Records from a collection
+===+
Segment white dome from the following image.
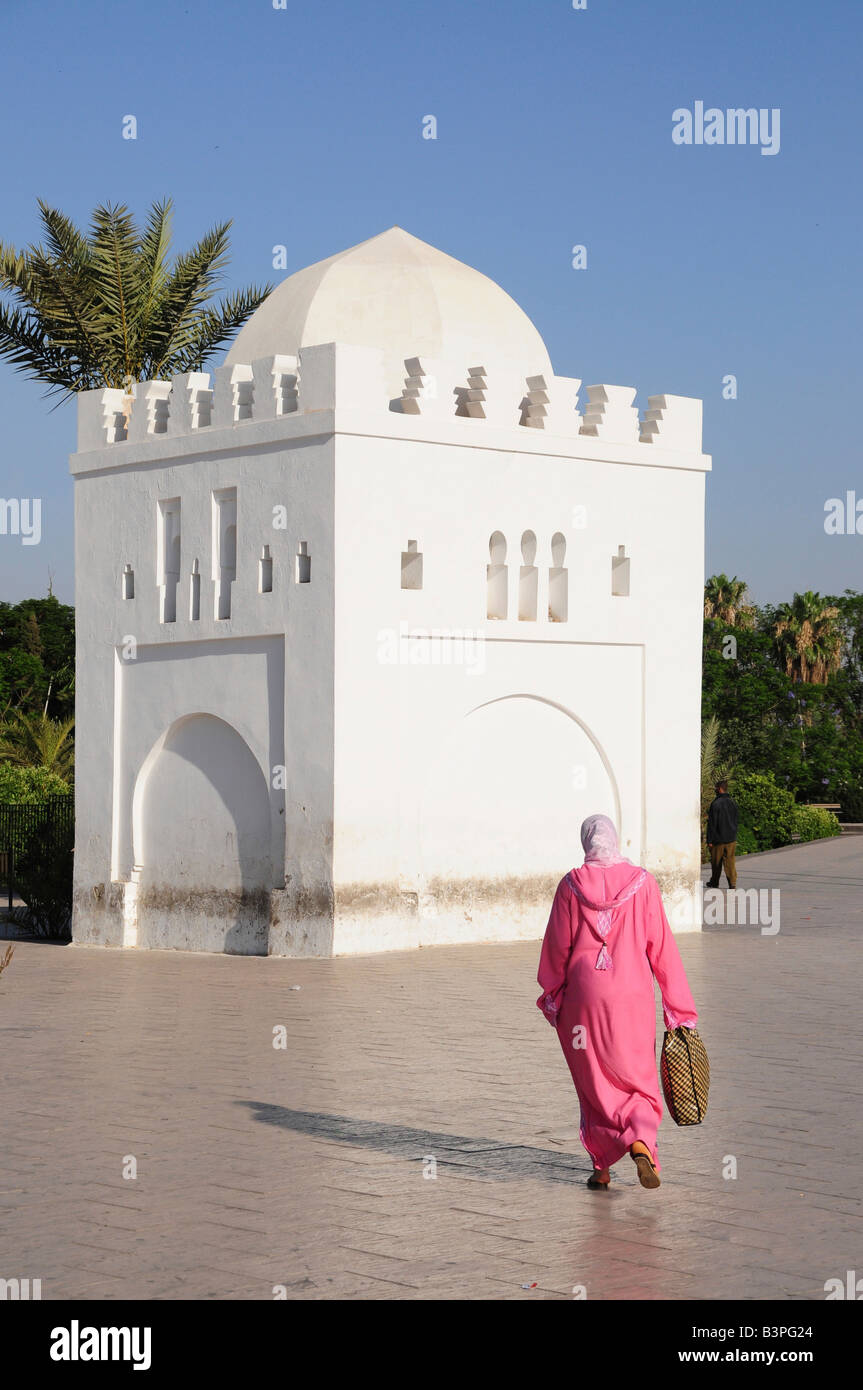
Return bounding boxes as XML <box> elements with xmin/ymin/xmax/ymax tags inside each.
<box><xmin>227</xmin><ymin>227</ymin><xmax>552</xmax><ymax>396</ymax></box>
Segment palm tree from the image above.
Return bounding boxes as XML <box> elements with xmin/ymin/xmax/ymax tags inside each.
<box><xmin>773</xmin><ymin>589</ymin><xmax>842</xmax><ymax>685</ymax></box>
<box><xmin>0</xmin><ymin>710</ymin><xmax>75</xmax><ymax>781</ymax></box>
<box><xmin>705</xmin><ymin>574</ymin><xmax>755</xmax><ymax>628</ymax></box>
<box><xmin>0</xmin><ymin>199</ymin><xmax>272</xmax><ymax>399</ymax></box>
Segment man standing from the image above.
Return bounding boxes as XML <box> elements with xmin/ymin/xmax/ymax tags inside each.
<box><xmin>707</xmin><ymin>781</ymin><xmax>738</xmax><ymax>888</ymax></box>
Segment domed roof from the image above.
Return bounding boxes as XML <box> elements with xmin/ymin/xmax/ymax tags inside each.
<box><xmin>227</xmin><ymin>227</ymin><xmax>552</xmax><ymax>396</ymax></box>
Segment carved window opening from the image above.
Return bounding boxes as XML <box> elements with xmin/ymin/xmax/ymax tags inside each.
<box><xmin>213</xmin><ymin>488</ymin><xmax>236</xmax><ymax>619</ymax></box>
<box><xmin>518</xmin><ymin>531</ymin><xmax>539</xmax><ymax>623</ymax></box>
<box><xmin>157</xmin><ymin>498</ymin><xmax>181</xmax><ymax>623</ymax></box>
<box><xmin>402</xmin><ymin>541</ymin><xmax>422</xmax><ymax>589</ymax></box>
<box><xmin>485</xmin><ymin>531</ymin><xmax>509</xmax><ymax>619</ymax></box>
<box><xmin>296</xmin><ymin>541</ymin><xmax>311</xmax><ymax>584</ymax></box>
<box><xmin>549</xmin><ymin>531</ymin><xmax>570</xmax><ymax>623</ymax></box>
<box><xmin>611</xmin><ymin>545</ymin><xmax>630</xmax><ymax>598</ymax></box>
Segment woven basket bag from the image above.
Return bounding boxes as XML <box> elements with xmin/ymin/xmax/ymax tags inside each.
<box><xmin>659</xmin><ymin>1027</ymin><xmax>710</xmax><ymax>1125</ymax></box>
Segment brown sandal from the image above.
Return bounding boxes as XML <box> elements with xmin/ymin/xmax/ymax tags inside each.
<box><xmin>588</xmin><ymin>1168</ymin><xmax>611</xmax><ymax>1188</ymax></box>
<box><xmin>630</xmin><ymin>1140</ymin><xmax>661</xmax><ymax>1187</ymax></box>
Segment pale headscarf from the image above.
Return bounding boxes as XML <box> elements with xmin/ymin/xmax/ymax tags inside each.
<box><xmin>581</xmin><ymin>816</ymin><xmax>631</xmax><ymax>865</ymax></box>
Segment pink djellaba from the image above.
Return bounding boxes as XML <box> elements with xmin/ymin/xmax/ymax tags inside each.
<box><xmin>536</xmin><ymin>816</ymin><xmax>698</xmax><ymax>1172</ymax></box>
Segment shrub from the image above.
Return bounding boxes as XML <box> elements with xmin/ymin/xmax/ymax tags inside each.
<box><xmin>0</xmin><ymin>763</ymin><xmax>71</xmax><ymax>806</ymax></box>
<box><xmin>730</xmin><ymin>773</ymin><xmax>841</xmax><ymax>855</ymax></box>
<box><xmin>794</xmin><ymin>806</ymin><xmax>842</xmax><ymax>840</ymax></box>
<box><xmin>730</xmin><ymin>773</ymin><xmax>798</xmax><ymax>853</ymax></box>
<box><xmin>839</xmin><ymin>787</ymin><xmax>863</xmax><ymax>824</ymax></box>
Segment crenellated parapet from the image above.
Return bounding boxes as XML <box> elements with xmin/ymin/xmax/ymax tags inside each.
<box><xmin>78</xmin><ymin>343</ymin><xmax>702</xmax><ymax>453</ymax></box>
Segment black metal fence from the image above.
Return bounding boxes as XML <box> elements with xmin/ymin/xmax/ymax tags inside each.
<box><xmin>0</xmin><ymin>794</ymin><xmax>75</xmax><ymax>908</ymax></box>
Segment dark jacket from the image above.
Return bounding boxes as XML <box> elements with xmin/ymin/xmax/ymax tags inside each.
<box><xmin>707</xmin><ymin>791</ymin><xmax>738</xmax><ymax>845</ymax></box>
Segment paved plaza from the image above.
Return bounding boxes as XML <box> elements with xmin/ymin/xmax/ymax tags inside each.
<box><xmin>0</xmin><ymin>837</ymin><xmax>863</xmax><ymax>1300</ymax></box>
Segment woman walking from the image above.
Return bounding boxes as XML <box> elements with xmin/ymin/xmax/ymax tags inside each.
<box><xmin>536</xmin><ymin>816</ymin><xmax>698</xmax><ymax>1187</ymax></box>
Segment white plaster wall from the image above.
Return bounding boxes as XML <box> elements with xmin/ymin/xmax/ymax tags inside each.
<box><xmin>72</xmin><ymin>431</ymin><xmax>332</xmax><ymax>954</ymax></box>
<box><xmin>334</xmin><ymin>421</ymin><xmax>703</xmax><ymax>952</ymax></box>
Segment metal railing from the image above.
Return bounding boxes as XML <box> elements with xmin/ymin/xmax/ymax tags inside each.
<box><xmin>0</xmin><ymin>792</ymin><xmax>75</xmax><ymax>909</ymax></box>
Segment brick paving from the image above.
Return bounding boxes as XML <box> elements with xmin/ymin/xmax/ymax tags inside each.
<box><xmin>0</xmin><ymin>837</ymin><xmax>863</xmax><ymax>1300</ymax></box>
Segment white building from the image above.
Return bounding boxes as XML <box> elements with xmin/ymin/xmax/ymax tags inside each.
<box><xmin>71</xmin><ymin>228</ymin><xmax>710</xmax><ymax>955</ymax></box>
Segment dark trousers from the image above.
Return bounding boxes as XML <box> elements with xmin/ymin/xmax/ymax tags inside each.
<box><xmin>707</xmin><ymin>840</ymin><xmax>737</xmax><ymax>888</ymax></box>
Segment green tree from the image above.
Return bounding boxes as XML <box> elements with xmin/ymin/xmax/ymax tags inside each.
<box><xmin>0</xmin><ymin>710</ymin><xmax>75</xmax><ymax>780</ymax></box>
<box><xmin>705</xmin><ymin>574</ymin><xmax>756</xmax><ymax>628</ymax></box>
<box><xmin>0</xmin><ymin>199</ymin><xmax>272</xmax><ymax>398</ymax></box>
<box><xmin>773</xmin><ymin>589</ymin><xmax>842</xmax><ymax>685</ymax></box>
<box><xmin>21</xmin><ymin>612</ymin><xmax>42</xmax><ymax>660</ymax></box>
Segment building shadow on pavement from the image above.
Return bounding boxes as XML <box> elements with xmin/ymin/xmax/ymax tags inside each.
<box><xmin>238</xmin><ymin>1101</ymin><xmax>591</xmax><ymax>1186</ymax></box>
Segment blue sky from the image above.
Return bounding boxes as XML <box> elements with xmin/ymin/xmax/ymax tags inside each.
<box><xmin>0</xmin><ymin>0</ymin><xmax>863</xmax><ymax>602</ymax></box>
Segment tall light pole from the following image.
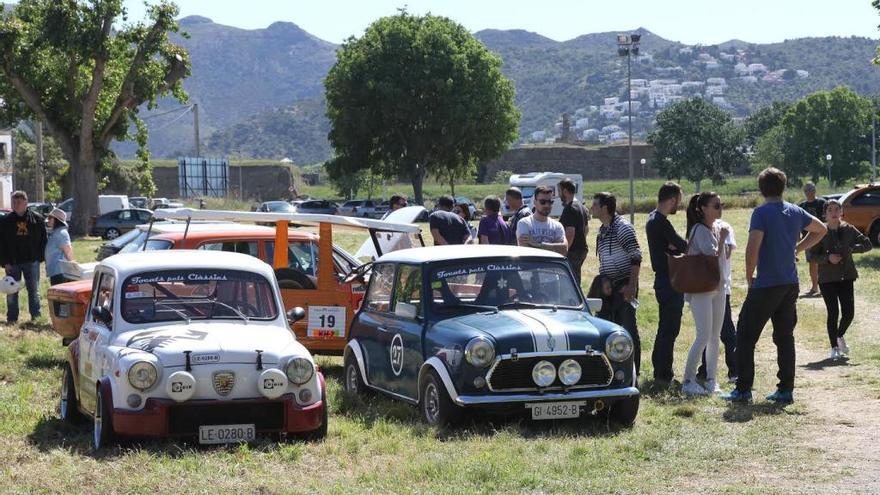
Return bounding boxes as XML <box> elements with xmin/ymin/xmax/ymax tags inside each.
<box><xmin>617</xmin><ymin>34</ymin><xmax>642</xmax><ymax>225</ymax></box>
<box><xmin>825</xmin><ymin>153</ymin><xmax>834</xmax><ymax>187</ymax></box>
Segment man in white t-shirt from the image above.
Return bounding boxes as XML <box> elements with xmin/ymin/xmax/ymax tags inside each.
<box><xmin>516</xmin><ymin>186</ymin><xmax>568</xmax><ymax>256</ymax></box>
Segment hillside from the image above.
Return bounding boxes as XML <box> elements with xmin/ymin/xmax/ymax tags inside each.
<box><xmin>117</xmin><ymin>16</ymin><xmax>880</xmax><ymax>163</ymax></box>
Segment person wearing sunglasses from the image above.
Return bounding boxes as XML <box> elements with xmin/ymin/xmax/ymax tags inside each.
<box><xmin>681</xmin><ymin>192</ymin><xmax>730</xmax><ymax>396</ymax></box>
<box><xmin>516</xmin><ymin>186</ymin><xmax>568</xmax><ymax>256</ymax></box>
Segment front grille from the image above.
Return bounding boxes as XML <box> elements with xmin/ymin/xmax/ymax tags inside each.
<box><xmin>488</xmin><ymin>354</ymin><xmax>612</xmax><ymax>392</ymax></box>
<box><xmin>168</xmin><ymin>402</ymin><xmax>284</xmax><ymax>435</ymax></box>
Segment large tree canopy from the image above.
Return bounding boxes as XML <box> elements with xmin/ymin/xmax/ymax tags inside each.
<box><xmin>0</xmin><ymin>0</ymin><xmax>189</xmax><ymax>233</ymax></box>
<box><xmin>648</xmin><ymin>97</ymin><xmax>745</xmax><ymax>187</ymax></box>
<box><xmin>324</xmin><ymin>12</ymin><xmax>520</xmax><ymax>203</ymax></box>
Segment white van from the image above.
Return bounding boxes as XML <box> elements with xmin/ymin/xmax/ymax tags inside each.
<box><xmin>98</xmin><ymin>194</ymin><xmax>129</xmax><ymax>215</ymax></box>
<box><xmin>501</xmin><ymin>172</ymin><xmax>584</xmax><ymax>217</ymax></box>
+===+
§ Job: Which lines contain the string "tree", matching case exactly? Locate each one and copy it out in full.

§ Solution to this exercise:
Segment palm tree from the image above.
Segment green tree from the image above.
Segment large tree canopy from the image above.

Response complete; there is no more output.